[Records from a point labeling set]
┄┄┄┄┄┄┄┄┄┄┄┄┄┄┄┄┄┄┄┄

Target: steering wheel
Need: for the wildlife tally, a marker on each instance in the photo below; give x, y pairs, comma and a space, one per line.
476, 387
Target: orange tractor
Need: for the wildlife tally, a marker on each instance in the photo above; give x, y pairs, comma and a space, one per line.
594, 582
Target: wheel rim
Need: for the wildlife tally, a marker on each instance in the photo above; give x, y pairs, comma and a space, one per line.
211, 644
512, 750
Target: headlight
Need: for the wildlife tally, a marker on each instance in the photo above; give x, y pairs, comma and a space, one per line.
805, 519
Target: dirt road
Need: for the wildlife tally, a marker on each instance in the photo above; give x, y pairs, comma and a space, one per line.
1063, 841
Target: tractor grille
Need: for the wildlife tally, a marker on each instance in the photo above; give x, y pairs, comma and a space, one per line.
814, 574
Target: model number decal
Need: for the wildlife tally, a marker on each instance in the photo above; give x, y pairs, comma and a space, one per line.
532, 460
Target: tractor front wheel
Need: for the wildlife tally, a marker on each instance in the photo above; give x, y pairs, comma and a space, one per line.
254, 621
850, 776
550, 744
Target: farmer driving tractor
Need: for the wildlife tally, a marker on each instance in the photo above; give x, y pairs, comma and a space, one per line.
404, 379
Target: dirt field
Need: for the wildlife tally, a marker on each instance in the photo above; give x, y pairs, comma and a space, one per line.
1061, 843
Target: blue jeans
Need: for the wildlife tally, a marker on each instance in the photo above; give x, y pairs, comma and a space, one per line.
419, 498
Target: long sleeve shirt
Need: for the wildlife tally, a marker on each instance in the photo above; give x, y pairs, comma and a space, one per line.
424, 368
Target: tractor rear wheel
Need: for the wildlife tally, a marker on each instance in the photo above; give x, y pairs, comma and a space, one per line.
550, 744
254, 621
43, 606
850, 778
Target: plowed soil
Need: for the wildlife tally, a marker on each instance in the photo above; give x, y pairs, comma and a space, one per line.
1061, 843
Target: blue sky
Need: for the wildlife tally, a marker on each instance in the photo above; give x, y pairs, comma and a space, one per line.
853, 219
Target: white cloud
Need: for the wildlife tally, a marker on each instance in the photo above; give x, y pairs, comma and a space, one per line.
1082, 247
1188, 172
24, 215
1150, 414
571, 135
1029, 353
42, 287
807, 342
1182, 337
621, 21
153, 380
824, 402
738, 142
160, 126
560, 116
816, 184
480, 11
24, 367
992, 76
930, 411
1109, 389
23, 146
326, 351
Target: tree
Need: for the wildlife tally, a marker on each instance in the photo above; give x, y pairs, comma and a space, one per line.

┄┄┄┄┄┄┄┄┄┄┄┄┄┄┄┄┄┄┄┄

Put every line of the records above into a Markdown table with the columns Row and Line, numbering each row and leaving out blank lines.

| Row | Line |
|---|---|
| 1 | Target: steering wheel |
| 2 | Need: for the wildlife tally, a marker on each instance in the photo below; give x, y pairs, comma and a space, one per line. |
| 3 | 476, 387 |
| 4 | Target: orange tractor |
| 5 | Need: for the wildlife tally, a marker on each instance in the photo above; give x, y pairs, comma and a space, one per line. |
| 6 | 594, 582 |
| 7 | Target: wheel rim |
| 8 | Need: for the wildlife tally, a marker on each instance in the photo above; give x, y pairs, comma and a space, one per line. |
| 9 | 211, 644 |
| 10 | 512, 750 |
| 11 | Target: headlight |
| 12 | Need: for the wildlife tally, a marker on each instance in the photo above; give x, y pairs, comma and a space, one per line. |
| 13 | 805, 519 |
| 14 | Target: dirt road |
| 15 | Need: for the wildlife tally, a marker on each instance in the photo above; give x, y pairs, comma and a space, one per line. |
| 16 | 1063, 841 |
| 17 | Target: tractor grille |
| 18 | Need: for the wildlife tally, a marker on each instance in the photo above; give x, y pairs, comma and a space, one per line. |
| 19 | 814, 574 |
| 20 | Target: model number decal |
| 21 | Need: for the wildlife tally, a marker on each instance in the photo above; give x, y pairs, comma and a space, one per line. |
| 22 | 532, 460 |
| 23 | Target: tractor front wheel |
| 24 | Need: for the wildlife tally, a marker on each instance in the photo above; give x, y pairs, comma and a space, one per line. |
| 25 | 254, 621 |
| 26 | 850, 776 |
| 27 | 550, 744 |
| 28 | Target: farmer driving tractor |
| 29 | Need: for the wildlife tally, a marker on each instance in the photo above; give x, y pairs, comma and a space, one per line. |
| 30 | 404, 379 |
| 31 | Target: dirt field |
| 32 | Need: for the wildlife tally, a marker on each instance in the photo above; give x, y pairs, comma and a space, one per line. |
| 33 | 1061, 843 |
| 34 | Target: blue jeans |
| 35 | Need: for the wildlife tally, a marker on each instance in the photo above; give x, y pairs, comma and a space, one per line. |
| 36 | 419, 498 |
| 37 | Target: long sleeve shirt |
| 38 | Need: for the wildlife tally, a marker on each instance in the photo above; give x, y pairs, comma and a space, one per line. |
| 39 | 424, 368 |
| 40 | Target: tractor rear wheel |
| 41 | Need: for the wildlife tally, a marker on each instance in the photo above; give x, y pairs, comma and a space, one per line. |
| 42 | 550, 744 |
| 43 | 254, 621 |
| 44 | 43, 606 |
| 45 | 850, 778 |
| 46 | Target: plowed soil |
| 47 | Need: for the wildlife tally, a marker on each instance in the photo above; give x, y pairs, comma and a space, one per line. |
| 48 | 1061, 843 |
| 49 | Target: blue sky |
| 50 | Need: for the wildlife tally, a marker on each instance in the photo above; give x, y pairs, comma and a space, one per line. |
| 51 | 853, 219 |
| 52 | Target: white cloud |
| 53 | Need: for the wildlife tally, a marker on each instance in the photo above; give x, y pairs, comma and a space, one per line. |
| 54 | 1082, 247 |
| 55 | 1188, 172 |
| 56 | 24, 215 |
| 57 | 1150, 414 |
| 58 | 571, 135 |
| 59 | 1029, 353 |
| 60 | 42, 287 |
| 61 | 807, 342 |
| 62 | 1182, 337 |
| 63 | 621, 21 |
| 64 | 153, 380 |
| 65 | 824, 402 |
| 66 | 738, 142 |
| 67 | 160, 126 |
| 68 | 560, 116 |
| 69 | 816, 184 |
| 70 | 480, 11 |
| 71 | 24, 367 |
| 72 | 992, 76 |
| 73 | 930, 411 |
| 74 | 1109, 389 |
| 75 | 23, 146 |
| 76 | 326, 351 |
| 77 | Target: tree |
| 78 | Need: for the wildlife tally, a marker on each instance in the photo above; give x, y pairs, comma and a space, one per line. |